Instructions to follow: Rewrite the entries below, starting with the line that contains "Mark any visible white comforter." and going on through the line that contains "[55,21,77,67]", with "Mark" replaced by "Outline" and all else unchanged. Leave the pictures out of your answer.

Image box annotation records
:::

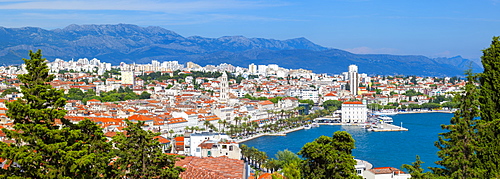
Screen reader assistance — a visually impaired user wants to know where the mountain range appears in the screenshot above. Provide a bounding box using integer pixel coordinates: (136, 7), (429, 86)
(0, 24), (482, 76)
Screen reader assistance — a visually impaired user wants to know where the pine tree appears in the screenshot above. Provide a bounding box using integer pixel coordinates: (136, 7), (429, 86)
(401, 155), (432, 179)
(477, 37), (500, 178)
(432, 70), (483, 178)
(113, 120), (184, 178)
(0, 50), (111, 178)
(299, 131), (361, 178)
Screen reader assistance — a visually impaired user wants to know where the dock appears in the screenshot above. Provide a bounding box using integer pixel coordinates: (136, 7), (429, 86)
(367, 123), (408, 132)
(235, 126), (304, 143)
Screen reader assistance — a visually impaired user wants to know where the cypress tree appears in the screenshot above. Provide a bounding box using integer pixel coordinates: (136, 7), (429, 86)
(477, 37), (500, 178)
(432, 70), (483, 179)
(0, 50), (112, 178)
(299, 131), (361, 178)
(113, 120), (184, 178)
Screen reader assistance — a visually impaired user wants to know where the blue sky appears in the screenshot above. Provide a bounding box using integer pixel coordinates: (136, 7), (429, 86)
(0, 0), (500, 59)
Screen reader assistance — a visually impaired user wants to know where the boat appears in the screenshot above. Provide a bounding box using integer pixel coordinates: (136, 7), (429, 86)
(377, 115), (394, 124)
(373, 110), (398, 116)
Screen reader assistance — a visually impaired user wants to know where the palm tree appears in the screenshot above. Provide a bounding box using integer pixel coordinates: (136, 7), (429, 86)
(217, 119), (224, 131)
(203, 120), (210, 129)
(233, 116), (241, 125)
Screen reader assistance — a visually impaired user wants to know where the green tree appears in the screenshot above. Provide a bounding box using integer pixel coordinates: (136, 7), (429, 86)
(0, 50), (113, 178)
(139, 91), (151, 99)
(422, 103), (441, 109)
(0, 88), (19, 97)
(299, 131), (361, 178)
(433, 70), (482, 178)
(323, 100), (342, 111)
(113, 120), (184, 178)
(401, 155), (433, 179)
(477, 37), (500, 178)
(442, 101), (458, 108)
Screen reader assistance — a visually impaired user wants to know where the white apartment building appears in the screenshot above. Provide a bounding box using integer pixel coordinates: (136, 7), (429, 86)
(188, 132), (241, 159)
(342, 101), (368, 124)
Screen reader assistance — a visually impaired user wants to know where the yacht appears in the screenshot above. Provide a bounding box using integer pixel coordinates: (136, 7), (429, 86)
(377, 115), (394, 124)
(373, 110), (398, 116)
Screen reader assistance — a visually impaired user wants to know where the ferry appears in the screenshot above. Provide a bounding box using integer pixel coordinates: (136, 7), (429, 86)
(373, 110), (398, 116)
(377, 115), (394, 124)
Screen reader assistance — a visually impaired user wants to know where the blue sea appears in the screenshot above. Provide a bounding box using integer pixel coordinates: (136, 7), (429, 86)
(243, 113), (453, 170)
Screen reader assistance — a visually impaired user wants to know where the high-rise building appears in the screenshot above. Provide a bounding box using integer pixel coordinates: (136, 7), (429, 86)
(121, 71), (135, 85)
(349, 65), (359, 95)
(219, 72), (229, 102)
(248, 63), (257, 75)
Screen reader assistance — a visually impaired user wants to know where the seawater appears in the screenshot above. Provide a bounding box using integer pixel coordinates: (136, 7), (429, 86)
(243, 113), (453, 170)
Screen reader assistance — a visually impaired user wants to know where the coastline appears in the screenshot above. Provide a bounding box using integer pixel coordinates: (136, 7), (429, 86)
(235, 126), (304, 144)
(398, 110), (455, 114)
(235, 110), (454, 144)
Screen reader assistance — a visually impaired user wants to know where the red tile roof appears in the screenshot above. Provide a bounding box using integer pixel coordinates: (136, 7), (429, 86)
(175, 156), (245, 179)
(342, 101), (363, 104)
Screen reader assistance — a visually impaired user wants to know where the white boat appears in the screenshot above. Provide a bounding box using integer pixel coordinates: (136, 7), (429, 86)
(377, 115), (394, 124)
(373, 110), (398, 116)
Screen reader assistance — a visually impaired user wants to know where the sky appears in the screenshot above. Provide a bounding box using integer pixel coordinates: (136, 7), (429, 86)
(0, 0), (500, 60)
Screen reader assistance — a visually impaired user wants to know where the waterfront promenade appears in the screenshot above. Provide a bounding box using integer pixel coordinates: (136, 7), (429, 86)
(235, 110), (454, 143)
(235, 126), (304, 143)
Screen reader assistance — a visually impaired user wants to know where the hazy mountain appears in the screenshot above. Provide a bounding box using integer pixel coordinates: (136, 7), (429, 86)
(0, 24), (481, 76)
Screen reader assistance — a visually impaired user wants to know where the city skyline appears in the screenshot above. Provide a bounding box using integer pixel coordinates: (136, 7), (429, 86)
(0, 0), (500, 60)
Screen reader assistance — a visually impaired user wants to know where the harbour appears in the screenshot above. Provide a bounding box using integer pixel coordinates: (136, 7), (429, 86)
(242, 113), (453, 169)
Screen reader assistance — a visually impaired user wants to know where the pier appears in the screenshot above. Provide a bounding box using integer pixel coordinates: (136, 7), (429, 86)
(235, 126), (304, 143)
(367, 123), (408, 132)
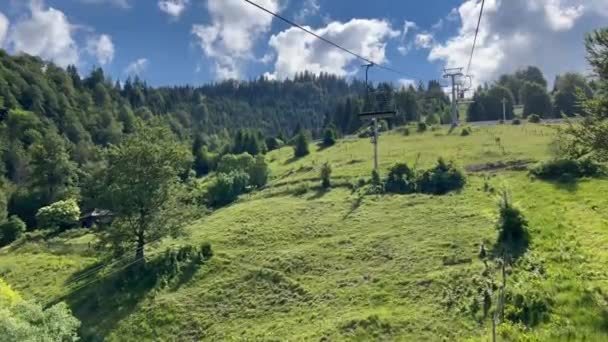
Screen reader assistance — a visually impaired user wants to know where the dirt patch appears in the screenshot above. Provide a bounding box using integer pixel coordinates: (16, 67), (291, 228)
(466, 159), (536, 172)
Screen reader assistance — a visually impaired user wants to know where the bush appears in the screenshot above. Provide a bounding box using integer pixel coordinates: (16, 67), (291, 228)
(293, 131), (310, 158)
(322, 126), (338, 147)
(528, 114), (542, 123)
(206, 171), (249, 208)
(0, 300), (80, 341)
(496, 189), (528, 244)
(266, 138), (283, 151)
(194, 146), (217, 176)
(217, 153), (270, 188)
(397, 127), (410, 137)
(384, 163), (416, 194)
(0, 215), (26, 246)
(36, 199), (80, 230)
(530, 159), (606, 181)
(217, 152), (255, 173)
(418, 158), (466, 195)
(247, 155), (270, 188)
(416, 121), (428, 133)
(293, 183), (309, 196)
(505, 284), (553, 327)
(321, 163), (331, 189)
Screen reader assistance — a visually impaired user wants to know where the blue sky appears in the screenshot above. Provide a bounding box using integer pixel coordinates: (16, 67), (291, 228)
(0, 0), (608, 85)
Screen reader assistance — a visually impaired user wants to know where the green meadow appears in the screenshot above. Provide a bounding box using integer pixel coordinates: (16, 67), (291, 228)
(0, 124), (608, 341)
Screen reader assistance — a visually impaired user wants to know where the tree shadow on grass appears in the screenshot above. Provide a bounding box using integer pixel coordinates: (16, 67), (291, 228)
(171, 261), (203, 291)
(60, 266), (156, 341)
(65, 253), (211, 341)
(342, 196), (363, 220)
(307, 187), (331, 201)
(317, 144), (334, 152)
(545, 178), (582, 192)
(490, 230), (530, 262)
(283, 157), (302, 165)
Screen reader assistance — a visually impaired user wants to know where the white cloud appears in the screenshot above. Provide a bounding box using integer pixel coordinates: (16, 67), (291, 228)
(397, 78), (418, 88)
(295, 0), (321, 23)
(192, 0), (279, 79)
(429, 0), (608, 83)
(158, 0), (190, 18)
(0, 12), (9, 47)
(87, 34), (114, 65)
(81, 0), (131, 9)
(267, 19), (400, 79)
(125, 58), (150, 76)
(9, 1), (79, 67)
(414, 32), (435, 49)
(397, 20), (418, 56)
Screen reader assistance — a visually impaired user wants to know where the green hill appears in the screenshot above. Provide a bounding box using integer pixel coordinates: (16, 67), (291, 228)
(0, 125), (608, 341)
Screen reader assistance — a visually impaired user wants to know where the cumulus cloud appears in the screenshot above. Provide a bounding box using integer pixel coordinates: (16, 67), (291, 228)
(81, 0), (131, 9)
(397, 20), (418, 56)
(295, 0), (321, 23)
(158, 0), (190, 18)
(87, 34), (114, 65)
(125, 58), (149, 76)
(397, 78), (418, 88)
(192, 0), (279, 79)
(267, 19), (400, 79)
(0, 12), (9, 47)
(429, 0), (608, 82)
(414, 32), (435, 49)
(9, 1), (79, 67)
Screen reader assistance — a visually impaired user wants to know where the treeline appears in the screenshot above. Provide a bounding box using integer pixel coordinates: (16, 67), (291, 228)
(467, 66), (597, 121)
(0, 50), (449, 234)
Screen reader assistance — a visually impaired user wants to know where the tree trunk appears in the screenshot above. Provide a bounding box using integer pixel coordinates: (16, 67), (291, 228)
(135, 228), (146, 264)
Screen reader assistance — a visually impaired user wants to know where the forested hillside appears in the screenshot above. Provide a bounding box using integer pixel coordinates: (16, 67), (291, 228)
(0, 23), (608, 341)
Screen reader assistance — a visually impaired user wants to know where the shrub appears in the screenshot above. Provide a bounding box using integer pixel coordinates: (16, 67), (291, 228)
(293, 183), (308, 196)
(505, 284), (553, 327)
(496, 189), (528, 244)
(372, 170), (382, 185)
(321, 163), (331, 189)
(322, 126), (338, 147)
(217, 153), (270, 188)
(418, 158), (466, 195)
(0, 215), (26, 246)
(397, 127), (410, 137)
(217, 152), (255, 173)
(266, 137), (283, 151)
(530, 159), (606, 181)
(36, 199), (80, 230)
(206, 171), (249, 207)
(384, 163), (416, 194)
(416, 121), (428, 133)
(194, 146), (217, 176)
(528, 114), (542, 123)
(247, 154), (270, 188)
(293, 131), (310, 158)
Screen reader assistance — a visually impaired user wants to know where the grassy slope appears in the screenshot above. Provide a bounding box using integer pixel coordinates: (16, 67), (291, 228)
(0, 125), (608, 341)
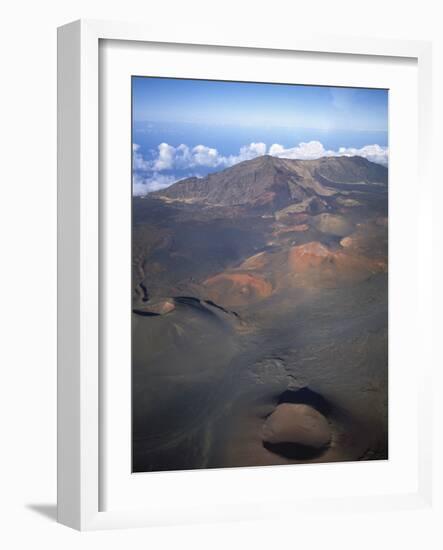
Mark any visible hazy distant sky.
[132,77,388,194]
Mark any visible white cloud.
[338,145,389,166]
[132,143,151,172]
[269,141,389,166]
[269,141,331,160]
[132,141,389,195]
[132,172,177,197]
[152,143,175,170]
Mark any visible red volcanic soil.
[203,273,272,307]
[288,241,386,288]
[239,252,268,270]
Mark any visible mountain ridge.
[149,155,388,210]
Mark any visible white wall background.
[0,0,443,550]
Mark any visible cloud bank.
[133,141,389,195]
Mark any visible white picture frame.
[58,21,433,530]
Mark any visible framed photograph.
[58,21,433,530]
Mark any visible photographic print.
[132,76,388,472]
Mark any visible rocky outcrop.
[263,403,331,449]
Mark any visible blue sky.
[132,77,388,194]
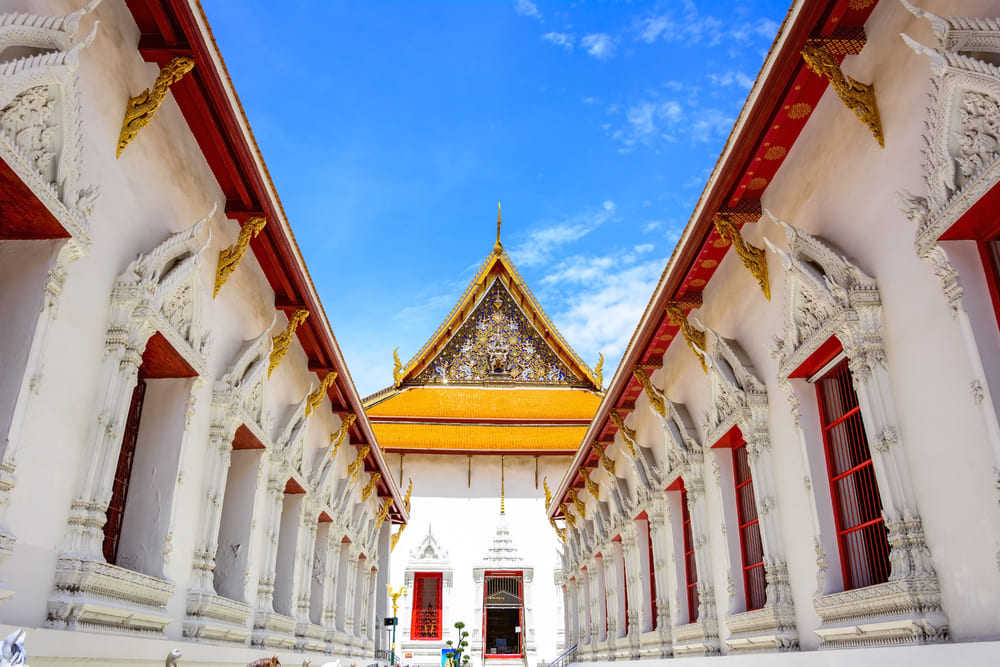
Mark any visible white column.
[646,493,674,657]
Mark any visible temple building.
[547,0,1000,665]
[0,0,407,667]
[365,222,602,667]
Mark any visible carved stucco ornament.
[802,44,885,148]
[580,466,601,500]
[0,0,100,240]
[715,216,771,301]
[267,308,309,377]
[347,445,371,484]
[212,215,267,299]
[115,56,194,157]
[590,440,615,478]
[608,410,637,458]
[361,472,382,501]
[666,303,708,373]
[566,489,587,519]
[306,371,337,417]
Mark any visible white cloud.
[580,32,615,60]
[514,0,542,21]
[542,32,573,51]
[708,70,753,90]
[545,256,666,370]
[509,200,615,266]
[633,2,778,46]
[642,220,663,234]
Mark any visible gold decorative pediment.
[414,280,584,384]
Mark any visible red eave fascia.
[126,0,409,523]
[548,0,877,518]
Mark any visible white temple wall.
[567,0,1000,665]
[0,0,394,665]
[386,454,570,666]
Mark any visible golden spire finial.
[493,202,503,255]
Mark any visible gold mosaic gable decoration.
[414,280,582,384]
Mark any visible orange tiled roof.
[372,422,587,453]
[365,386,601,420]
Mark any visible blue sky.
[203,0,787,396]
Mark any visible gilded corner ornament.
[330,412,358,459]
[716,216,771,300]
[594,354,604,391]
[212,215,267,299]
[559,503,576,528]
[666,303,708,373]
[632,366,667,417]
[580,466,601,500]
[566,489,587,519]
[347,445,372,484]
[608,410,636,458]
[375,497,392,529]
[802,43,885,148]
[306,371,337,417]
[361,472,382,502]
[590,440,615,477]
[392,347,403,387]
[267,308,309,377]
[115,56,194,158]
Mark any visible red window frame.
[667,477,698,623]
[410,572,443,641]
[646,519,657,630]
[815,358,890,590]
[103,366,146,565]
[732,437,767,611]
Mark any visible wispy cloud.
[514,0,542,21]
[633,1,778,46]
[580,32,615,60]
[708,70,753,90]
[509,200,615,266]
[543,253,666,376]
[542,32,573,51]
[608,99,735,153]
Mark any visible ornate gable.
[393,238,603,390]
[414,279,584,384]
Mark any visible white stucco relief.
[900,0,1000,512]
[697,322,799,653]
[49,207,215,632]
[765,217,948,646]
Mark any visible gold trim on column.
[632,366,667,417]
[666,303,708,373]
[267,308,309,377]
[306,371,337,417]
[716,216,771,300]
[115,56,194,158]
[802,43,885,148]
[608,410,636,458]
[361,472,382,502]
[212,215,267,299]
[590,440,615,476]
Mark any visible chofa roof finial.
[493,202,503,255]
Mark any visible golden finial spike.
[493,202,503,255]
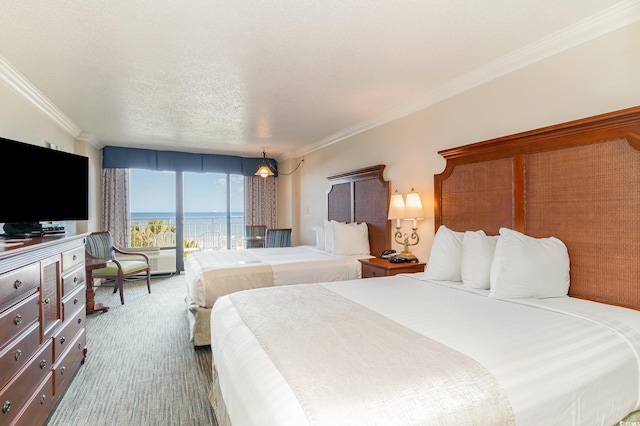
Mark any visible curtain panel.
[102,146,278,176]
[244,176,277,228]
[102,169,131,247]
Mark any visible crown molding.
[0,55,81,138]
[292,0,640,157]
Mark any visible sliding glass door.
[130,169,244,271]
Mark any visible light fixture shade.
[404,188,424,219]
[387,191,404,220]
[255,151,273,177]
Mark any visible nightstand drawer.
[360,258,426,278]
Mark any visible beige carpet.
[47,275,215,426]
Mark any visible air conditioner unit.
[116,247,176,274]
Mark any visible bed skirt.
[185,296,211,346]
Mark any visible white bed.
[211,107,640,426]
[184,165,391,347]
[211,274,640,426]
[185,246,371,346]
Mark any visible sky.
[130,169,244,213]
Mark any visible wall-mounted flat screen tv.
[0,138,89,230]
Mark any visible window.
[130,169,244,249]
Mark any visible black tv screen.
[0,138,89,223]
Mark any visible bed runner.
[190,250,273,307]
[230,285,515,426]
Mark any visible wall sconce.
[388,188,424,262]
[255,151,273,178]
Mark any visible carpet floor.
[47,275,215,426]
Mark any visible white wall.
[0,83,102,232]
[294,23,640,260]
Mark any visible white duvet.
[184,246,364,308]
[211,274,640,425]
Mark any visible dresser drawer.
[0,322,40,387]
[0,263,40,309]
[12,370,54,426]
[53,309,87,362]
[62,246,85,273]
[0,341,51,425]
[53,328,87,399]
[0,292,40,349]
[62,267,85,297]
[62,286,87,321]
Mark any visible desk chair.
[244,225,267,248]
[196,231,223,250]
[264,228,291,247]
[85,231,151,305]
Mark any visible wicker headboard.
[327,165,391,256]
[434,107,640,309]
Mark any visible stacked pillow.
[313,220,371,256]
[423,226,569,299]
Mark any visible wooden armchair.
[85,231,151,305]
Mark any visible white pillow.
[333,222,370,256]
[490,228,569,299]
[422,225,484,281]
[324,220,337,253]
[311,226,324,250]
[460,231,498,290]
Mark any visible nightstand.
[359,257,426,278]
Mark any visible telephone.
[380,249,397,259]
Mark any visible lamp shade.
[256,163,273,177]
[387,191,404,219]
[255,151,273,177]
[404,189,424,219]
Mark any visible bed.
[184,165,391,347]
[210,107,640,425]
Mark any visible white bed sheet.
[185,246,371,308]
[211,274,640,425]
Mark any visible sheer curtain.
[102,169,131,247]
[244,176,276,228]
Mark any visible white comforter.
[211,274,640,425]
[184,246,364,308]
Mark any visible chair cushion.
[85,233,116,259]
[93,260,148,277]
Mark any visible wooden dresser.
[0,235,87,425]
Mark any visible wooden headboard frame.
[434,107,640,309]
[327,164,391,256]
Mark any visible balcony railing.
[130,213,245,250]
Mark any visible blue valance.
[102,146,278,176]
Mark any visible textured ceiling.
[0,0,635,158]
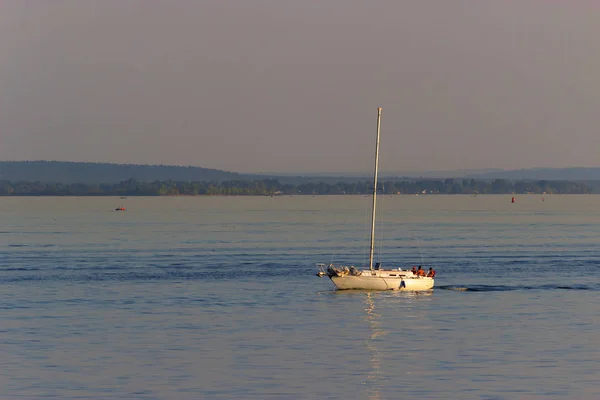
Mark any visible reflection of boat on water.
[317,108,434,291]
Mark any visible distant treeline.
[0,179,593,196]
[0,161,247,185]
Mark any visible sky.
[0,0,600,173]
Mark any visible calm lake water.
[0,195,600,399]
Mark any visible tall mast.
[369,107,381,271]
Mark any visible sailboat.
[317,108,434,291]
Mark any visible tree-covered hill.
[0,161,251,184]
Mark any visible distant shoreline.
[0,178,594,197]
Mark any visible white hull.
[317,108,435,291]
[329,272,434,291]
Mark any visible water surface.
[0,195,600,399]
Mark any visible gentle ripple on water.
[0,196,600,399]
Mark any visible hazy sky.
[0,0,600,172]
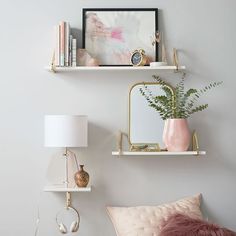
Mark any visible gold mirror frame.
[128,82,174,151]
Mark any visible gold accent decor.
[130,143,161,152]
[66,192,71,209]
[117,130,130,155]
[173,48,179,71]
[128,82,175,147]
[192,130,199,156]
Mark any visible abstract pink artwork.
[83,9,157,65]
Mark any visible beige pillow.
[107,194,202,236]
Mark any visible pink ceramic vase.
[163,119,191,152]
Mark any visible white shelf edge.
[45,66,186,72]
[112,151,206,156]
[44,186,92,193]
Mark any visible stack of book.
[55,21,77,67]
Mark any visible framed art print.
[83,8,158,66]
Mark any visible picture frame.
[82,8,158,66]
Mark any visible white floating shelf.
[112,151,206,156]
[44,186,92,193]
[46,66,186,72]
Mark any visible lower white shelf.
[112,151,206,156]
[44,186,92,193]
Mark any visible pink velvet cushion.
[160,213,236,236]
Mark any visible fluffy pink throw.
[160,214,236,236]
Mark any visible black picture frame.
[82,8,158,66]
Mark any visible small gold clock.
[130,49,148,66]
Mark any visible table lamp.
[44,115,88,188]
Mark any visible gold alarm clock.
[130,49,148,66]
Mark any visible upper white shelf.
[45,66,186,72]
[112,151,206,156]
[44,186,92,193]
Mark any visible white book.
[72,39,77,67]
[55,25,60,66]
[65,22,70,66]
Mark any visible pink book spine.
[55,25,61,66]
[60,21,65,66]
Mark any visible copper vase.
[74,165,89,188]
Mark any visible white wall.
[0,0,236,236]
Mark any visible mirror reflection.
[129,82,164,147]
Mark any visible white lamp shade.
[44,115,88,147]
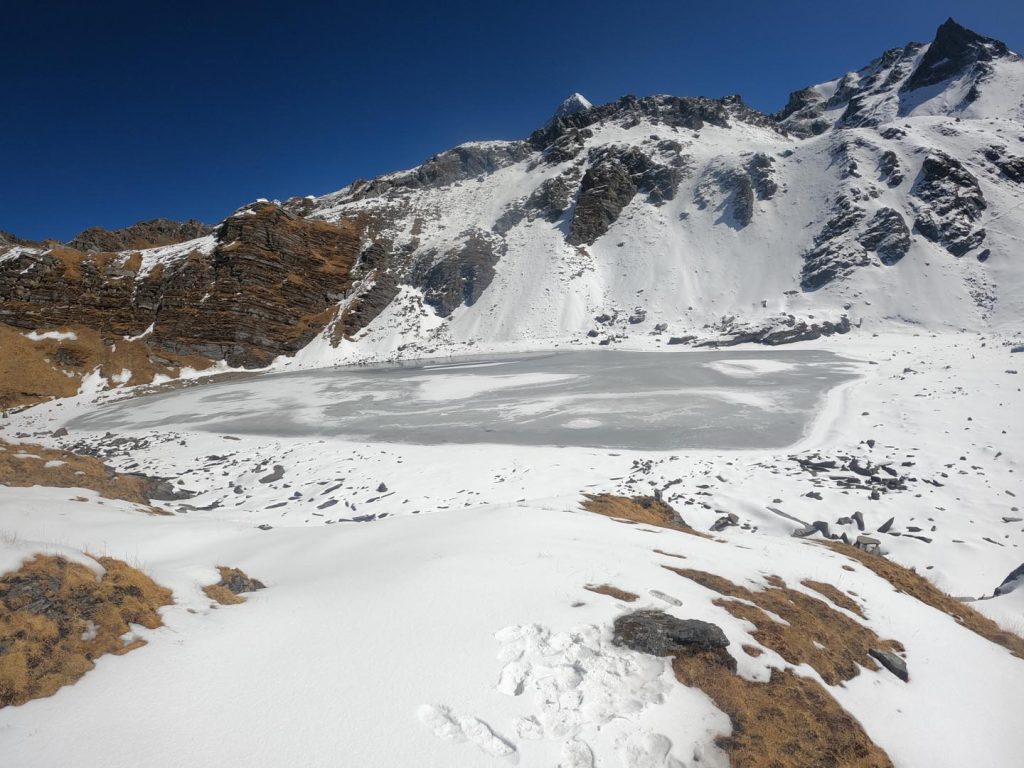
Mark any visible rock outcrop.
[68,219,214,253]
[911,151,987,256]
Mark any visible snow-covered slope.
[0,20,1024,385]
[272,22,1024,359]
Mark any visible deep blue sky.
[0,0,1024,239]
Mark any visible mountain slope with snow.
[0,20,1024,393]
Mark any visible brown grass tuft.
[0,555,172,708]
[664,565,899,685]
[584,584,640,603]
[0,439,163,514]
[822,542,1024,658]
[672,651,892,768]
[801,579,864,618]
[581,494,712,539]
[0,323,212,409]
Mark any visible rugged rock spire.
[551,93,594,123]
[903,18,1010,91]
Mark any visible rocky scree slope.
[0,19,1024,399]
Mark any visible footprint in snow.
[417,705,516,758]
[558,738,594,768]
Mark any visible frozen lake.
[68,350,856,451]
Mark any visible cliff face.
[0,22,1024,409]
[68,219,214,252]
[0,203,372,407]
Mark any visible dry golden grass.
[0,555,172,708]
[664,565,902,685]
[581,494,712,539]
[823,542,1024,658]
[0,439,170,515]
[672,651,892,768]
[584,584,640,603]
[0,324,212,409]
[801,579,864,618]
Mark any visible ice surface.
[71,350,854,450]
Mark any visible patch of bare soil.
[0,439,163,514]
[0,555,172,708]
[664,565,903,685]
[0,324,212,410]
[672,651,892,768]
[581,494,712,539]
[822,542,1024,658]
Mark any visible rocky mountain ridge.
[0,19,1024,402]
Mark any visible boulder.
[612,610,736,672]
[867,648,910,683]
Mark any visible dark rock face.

:::

Reply to the task:
Outline any visible white comforter.
[211,274,640,425]
[184,246,364,308]
Outline any visible chair cushion.
[85,233,116,259]
[93,260,148,277]
Outline any visible wooden dresser.
[0,235,87,425]
Outline any visible wooden headboard frame.
[434,107,640,309]
[327,164,391,256]
Outline any visible balcony railing.
[130,213,245,250]
Outline any visible blue valance.
[102,146,278,176]
Outline any visible textured ceiling.
[0,0,635,158]
Outline any visible reflection of boat on water.
[317,108,434,291]
Outline any visible distant treeline.
[0,179,593,196]
[0,161,247,185]
Outline any visible sky.
[0,0,600,173]
Outline any visible calm lake water.
[0,195,600,399]
Outline any visible tall mast.
[369,107,381,271]
Outline any visible sailboat.
[317,108,434,291]
Outline any visible tree-covered hill.
[0,161,251,184]
Outline any visible distant shoreline.
[0,178,594,197]
Outline any visible white hull.
[317,108,435,291]
[329,272,434,291]
Outline any visible water surface.
[0,195,600,399]
Outline any visible gentle ripple on water.
[0,196,600,399]
Outline any visible hazy sky.
[0,0,600,172]
Outline any visible gold mirror frame.
[128,82,174,151]
Outline any visible gold accent decor.
[130,143,161,152]
[66,192,71,209]
[117,130,130,155]
[173,48,179,71]
[128,82,175,147]
[192,130,199,156]
Outline any visible abstract pink artwork.
[83,9,157,65]
Outline any visible beige pillow.
[107,194,202,236]
Outline any visible pink ceramic vase.
[163,119,191,152]
Outline any visible white shelf edge.
[45,66,186,72]
[112,151,206,156]
[44,186,92,193]
Outline any visible stack of book.
[55,21,77,67]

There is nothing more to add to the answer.